---- Page text
No, we're always the barbaric terrorists. Israel is the good guy for killing 9,000+ Gazans the past 25 days, and trapping 1,000+ under the rubble which will definitely turn out dead if they ever get the proper equipment to lift it off them. Israel is the good guy for killing Shireen Abu Akleh. Israel is the good guy for killing Ahmed Erekat. Israel is the good guy for killing Nadim Nuwarah and Mohammed Salameh. Israel is the good guy for opening fire on 2,400 protesters and killing 52. Israel is the good guy for holding over 1,000 Palestinians as "administrative detainees," meaning they are held indefinitely without charges.
In fact, Israel has been the good guy ever since they got the British to help them colonize Palestine and get rid of the Arabs, as they admitted to wanting it themselves. After all, as Winston Churchill said himself, the colonization of Palestine was righteous because as the Red Indians of America, and the black people of Australia, "a stronger race, a higher grade race, or, at any rate, a more worldly-wise race, to put it that way, has come in and taken their place."
--------
---- Given information
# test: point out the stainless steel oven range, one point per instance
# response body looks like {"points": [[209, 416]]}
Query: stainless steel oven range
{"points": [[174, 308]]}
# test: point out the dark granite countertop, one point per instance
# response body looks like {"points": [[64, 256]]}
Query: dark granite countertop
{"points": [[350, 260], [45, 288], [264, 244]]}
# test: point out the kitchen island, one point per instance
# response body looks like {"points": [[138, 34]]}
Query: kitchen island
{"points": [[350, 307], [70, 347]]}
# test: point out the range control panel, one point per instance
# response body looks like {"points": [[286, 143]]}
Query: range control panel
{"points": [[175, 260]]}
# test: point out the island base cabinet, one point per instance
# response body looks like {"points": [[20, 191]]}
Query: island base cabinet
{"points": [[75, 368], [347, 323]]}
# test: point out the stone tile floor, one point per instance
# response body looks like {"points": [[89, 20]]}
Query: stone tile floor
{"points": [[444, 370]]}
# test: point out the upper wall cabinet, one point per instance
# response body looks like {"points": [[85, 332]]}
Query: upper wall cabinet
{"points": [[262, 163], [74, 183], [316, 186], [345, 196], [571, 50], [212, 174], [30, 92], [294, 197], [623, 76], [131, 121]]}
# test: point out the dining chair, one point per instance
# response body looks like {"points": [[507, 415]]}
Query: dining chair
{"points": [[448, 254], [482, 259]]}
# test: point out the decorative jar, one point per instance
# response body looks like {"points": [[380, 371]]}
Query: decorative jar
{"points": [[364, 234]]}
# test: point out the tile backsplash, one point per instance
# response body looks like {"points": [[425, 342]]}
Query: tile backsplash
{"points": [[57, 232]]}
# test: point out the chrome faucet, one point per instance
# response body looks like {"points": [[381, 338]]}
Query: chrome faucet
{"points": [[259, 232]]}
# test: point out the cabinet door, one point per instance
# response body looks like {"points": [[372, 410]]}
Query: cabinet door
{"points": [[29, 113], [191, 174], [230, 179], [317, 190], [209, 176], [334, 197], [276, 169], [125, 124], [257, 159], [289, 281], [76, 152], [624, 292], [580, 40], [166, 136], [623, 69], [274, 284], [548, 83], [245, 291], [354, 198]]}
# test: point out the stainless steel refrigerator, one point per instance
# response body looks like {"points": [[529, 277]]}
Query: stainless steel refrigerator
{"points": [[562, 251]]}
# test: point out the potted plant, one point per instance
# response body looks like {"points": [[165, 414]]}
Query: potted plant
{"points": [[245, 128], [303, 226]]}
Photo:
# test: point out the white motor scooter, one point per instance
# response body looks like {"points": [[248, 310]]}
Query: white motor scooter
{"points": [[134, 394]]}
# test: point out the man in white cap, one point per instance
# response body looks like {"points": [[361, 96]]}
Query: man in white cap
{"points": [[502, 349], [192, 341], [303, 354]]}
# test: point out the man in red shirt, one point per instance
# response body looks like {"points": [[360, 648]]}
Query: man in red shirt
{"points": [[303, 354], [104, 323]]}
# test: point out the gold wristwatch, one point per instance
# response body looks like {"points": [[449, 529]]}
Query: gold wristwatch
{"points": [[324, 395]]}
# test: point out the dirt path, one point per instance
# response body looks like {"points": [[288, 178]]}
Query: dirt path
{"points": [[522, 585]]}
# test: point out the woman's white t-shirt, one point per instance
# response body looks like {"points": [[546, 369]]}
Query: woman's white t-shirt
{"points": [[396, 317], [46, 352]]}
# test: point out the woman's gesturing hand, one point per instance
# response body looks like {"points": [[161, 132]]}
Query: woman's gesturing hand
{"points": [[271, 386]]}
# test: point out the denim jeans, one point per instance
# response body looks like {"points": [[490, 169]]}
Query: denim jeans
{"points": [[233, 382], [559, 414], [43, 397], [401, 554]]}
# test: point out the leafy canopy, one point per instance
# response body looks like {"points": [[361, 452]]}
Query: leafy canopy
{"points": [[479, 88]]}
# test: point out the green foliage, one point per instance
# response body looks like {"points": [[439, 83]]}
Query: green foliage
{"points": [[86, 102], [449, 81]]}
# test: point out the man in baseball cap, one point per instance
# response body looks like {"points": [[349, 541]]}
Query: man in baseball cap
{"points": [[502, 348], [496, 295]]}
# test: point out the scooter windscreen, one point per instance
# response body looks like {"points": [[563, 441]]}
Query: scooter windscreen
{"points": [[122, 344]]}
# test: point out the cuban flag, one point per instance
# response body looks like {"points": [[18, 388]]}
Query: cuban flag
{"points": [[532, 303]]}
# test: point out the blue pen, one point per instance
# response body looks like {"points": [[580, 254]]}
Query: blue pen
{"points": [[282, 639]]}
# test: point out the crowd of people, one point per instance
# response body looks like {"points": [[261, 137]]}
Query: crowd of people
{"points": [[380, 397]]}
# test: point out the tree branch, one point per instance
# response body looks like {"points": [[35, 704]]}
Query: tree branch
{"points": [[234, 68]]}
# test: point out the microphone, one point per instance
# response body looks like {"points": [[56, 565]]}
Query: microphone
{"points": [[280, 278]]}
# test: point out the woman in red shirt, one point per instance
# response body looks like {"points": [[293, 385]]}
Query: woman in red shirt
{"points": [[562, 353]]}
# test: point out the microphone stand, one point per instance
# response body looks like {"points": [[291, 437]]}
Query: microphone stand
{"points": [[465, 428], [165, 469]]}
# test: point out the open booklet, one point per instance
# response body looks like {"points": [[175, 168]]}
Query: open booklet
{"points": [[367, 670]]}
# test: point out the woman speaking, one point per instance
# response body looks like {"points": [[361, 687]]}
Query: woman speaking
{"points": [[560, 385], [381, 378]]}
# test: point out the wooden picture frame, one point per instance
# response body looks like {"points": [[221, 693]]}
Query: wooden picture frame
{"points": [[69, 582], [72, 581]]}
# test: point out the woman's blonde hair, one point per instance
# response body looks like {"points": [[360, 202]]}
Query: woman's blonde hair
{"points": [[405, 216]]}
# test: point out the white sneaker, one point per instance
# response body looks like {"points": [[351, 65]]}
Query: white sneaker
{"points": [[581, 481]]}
--------
→ Set problem A: Using the page text, explain in one to three sentences what it means for Palestinians to be held as "administrative detainees."
→ Set problem B: Please retype the page text from "No, we're always" to "indefinitely without charges.", keeping every word and punctuation mark unchanged.
This data was drawn from a different source.

→ Correct result A: Being held as "administrative detainees" means being held indefinitely without charges. The page text says Israel holds over 1,000 Palestinians this way.

→ Correct result B:
No, we're always the barbaric terrorists. Israel is the good guy for killing 9,000+ Gazans the past 25 days, and trapping 1,000+ under the rubble which will definitely turn out dead if they ever get the proper equipment to lift it off them. Israel is the good guy for killing Shireen Abu Akleh. Israel is the good guy for killing Ahmed Erekat. Israel is the good guy for killing Nadim Nuwarah and Mohammed Salameh. Israel is the good guy for opening fire on 2,400 protesters and killing 52. Israel is the good guy for holding over 1,000 Palestinians as "administrative detainees," meaning they are held indefinitely without charges.